THE EXERCISE:
Convert the entries below into a two-column CSV with the header columns "prompt" and "reply", one row per entry. Put each entry's text and its answer in their own double-quoted fields, replacing any line breaks with spaces.
- - - - - - -
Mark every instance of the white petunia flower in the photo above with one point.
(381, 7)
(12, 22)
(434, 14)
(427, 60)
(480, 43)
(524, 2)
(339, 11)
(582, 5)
- - - - - - -
SOLUTION TO THIS PROBLEM:
prompt,reply
"Mark every instance of the white petunia flower in the photo above with one point.","(381, 7) (12, 22) (434, 14) (427, 60) (480, 43) (524, 2) (339, 11) (582, 5)"